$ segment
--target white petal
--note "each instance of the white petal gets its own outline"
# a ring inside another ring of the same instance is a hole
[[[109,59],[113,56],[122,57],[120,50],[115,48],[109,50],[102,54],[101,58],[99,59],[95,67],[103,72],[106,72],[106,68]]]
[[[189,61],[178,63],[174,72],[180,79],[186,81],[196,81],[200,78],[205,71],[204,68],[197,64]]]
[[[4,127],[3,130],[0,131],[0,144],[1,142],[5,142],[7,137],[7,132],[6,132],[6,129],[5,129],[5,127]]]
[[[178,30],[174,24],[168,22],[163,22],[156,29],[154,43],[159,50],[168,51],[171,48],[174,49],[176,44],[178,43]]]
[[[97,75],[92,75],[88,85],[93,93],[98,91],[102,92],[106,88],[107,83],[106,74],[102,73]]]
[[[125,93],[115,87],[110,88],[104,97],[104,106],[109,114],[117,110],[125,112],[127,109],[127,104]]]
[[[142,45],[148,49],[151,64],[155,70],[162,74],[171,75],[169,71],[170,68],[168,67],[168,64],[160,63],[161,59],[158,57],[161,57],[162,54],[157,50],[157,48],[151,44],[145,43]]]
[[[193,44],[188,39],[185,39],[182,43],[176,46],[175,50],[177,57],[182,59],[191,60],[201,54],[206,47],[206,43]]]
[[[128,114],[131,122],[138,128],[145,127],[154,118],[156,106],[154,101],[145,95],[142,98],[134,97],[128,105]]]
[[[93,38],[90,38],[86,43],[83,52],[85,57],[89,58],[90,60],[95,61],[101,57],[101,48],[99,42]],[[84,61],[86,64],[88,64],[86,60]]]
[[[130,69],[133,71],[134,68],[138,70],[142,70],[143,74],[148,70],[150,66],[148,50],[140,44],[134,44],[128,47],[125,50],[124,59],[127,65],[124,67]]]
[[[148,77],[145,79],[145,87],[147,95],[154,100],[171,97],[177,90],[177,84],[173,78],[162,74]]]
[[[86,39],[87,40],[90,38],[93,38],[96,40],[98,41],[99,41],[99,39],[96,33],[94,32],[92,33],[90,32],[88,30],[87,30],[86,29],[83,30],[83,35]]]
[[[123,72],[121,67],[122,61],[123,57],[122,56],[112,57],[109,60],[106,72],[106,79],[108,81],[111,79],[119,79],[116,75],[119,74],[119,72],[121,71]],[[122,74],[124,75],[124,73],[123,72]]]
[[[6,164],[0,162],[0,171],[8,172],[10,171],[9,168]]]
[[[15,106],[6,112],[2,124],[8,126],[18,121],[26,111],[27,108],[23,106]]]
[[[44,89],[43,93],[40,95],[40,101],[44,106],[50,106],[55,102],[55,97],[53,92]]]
_ _ _
Locate every line in the entries that contains the word "white", and copy each one.

● **Result of the task**:
--target white petal
--note "each instance of the white petal gets its own outline"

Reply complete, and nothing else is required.